▶ About this task: Exact repetition is the task: copy every entry below.

▶ Records for the exercise:
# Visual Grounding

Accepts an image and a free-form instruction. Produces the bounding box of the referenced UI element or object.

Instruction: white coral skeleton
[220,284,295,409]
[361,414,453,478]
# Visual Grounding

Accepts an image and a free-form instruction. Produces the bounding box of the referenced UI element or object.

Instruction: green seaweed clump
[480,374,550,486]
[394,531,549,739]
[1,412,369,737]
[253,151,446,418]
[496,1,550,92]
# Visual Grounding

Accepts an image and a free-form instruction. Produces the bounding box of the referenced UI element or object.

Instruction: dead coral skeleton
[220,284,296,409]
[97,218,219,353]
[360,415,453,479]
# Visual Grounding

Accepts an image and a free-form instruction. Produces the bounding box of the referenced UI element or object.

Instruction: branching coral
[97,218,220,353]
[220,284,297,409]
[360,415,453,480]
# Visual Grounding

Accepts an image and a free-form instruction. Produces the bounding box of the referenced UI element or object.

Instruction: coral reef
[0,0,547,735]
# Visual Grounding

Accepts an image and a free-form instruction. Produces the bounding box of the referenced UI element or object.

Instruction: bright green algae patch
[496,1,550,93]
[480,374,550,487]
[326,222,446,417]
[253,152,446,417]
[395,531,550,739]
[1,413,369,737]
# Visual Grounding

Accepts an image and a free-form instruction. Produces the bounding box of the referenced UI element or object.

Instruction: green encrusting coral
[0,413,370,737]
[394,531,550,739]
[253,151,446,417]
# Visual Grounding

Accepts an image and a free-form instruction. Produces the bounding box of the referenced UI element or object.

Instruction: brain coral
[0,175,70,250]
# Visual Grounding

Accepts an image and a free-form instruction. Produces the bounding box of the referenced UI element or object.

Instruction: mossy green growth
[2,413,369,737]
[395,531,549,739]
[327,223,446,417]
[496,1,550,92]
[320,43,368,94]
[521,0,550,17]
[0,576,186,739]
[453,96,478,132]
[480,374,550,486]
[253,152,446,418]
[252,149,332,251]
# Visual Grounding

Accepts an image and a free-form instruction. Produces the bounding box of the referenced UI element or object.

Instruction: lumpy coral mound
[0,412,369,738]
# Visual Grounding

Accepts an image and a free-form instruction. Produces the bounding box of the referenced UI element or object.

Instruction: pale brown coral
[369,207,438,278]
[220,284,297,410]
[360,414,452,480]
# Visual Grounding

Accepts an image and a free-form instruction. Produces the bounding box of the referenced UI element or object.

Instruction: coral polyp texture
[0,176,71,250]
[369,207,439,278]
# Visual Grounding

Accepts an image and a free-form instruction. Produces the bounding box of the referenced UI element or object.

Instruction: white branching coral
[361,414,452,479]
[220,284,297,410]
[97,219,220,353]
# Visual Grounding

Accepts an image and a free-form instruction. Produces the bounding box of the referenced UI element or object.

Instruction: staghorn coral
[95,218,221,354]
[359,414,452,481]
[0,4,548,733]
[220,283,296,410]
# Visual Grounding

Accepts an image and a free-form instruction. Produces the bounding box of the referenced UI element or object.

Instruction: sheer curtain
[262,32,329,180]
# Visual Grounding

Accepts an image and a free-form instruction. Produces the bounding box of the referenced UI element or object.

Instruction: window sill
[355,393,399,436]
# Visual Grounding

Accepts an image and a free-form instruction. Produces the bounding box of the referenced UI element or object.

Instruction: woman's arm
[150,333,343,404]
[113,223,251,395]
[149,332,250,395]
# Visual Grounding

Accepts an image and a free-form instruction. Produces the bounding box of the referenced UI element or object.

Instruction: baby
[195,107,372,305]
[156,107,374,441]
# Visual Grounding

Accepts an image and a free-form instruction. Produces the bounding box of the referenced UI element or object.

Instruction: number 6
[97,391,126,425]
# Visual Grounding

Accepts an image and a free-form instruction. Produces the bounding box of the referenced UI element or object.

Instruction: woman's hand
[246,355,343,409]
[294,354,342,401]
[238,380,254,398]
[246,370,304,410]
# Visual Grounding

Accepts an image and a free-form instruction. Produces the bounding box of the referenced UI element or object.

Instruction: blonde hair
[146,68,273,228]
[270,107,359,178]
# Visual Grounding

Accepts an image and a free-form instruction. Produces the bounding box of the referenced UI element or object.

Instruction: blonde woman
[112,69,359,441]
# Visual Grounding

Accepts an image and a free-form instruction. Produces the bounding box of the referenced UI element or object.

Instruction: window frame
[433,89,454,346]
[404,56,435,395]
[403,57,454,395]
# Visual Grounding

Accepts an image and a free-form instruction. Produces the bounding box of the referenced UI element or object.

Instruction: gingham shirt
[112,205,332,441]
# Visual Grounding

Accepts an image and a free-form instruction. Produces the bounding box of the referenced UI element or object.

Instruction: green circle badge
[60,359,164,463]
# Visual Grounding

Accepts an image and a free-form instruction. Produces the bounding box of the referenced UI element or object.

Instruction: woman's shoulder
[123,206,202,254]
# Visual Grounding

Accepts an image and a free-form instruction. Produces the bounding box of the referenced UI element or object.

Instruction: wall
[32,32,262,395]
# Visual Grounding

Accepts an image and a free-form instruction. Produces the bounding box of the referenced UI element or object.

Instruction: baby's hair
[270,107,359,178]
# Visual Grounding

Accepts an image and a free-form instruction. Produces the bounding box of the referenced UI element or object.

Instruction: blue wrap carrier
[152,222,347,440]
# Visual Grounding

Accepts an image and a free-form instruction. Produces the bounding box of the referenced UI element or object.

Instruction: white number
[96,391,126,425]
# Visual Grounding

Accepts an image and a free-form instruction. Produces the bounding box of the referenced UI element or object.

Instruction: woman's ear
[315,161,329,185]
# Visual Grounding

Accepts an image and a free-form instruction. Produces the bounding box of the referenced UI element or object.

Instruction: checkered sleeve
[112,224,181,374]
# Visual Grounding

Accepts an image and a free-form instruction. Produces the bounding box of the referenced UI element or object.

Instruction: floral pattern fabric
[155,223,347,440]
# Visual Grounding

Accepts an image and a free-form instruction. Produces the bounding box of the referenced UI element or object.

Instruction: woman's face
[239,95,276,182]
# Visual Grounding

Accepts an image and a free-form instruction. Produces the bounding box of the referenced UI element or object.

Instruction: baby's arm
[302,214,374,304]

▶ Response to the exercise:
# Visual Grounding

Accepts an image and a free-form instruction. Produces the bounding box of the referenced UI element or object.

Instruction: white coral skeleton
[220,284,295,409]
[361,414,453,478]
# Visual Grounding

Accepts an image and a free-form instruction. Produces the bounding box of the referenced UI element or object.

Instruction: green seaweed clump
[480,374,550,486]
[394,531,549,739]
[1,412,369,737]
[253,151,446,418]
[496,1,550,92]
# Visual Grounding

Accepts an image and a free-form instruction. Produces the bounding box of the referenced UI element or object.

Instruction: dead coral skeleton
[220,284,296,409]
[97,218,219,353]
[360,415,453,479]
# Visual Grounding

Accepts an image and a free-form instruction. Produces the bounding box of the referenced UI element or object.

Instruction: branching coral
[97,218,220,353]
[220,284,297,409]
[360,415,453,480]
# Visual Grounding

Accepts an image and a free-form instruction. Produces the bounding box of the referenced UI element or object.

Instruction: coral reef
[0,0,547,735]
# Visual Grounding

Accepts an image and a free-form instruction. Produces the bounding box of the referenced UI element or object.

Instruction: bright green algae patch
[496,1,550,93]
[480,374,550,487]
[326,222,446,417]
[253,152,446,417]
[395,531,550,739]
[1,413,369,737]
# Visual Grounding

Accepts an image and a free-form instruction. Produces the bounding box of the referenced UI element or object.

Instruction: green encrusting coral
[0,413,370,737]
[394,531,550,739]
[253,151,446,417]
# Visual Grounding

Accepts an image and a free-form instruction. Produces the bounding box of the referenced UI element or object.

Instruction: brain coral
[0,175,70,250]
# Visual Grounding

Accepts an image and a free-form instruction. Produces the bounding box of the referenced UI element or object.

Instruction: mossy green growth
[2,413,369,737]
[395,531,549,739]
[327,223,446,417]
[496,1,550,92]
[320,43,368,94]
[521,0,550,17]
[0,576,186,739]
[453,96,478,132]
[480,374,550,486]
[253,152,446,418]
[252,149,332,251]
# Visual Grounding

Accepts an image and a free-form instruction. Produces the bounding box of the referenced UI element or object.

Instruction: lumpy coral mound
[0,412,369,738]
# Visual Grounding

Accepts an image and a free-form instruction. Produces the bounding box of the referenced UI element or object.

Instruction: pale brown coral
[369,207,438,278]
[220,284,297,410]
[360,414,452,480]
# Visual Grounding

Accepts an image and a free-form instruction. Produces the bounding box of the referenced UI element or object.

Instruction: coral polyp texture
[0,176,71,250]
[369,207,439,278]
# Visual Grounding

Accepts an image and a free-form instruction. Produces the bounding box of the referenced UI element or object.

Instruction: white branching coral
[361,414,452,479]
[220,284,297,410]
[97,219,220,353]
# Visual Grounding

Accepts an image and a free-form instruction. Produces the bounding box of the referenced UI element or object.

Instruction: staghorn coral
[95,218,221,354]
[359,414,452,481]
[0,4,548,733]
[220,283,296,410]
# Visual Grounding

Accepts an image and a free-form instruction. Produces the bounding box of the referenced UI element or object.

Instruction: sheer curtain
[262,32,329,180]
# Visual Grounding

Accepts an image and a free-form instruction. Produces the bounding box of the referenced UI element or object.

Instruction: window sill
[355,393,399,436]
# Visual Grounding

Accepts an image and a free-form instruction. Produces the bounding box of the referenced UI element or object.

Instruction: woman's arm
[150,333,343,404]
[113,223,251,395]
[149,332,250,395]
# Visual Grounding

Accepts an image and a free-form instruction. Produces the bounding box of the referenced UI element or object.

Instruction: baby
[195,107,372,305]
[156,107,374,441]
# Visual Grounding

Accepts an image and a free-form instruction. Produces the bounding box of the referenced UI element or object.

Instruction: number 6
[97,391,126,425]
# Visual Grounding

Accepts an image and a free-form instruction. Produces the bounding box of the referenced UI element or object.

Instruction: woman's hand
[246,355,343,409]
[294,354,342,401]
[238,380,254,398]
[246,370,304,410]
# Visual Grounding

Accepts an image and a free-form instruction. Produces the bounding box of the referenced UI element or object.

Instruction: blonde hair
[146,68,273,228]
[270,107,359,178]
# Visual Grounding

Accepts an image and a free-form instruction. Produces the bounding box of the referenced UI element or object.

Instruction: blonde woman
[112,69,359,441]
# Visual Grounding

Accepts an image and a free-form instruction. Produces the bounding box of the referenced UI element or object.

Instruction: window frame
[433,89,454,346]
[404,56,435,395]
[403,57,454,395]
# Visual Grounding

Accepts an image and a free-form instruction. Produces the bounding box of the referenced UI element or object.

Instruction: gingham shirt
[112,205,332,441]
# Visual Grounding

Accepts an image and a free-form instruction. Produces the bounding box of the referenced UI element or object.

Instruction: green circle badge
[60,359,164,463]
# Visual Grounding

Accepts an image and a free-form instruction. Produces the bounding box of the referenced UI element or object.

Instruction: woman's shoulder
[123,206,202,254]
# Visual Grounding

Accepts an image and a free-form instruction. Produces the bounding box of the referenced UI element or object.

Instruction: wall
[32,32,262,395]
# Visual Grounding

Accepts an image and a free-form instruction. Produces the bounding box of the referenced UI element or object.

Instruction: baby's hair
[270,107,359,178]
# Visual Grounding

Accepts an image and a free-form instruction. Produces the bounding box of the referenced UI element or object.

Instruction: blue wrap carrier
[152,222,347,440]
# Visual Grounding

Accepts an image and a free-form instruction. Produces the bounding box of the referenced UI element or object.

Instruction: white number
[96,391,126,425]
# Visual Grounding

Accepts an image and a free-form instruction. Produces the bounding box of the referenced UI element or object.

Instruction: woman's ear
[315,161,329,185]
# Visual Grounding

Accepts an image and a free-form instruction. Produces the bounding box of the referenced UI element or object.

Instruction: checkered sleeve
[112,224,181,374]
# Visual Grounding

Accepts an image and a free-form instruction. Produces the bounding box of the referenced UI element or object.

Instruction: floral pattern fabric
[155,223,347,440]
# Visual Grounding

Accepts an image and a free-form instruction. Produces the bounding box of the referenced UI element or object.

Instruction: woman's face
[239,95,276,182]
# Visual Grounding

Accepts an image and a free-form instruction. Produces the bounding box of the referenced UI element or object.

Instruction: baby's arm
[302,214,374,304]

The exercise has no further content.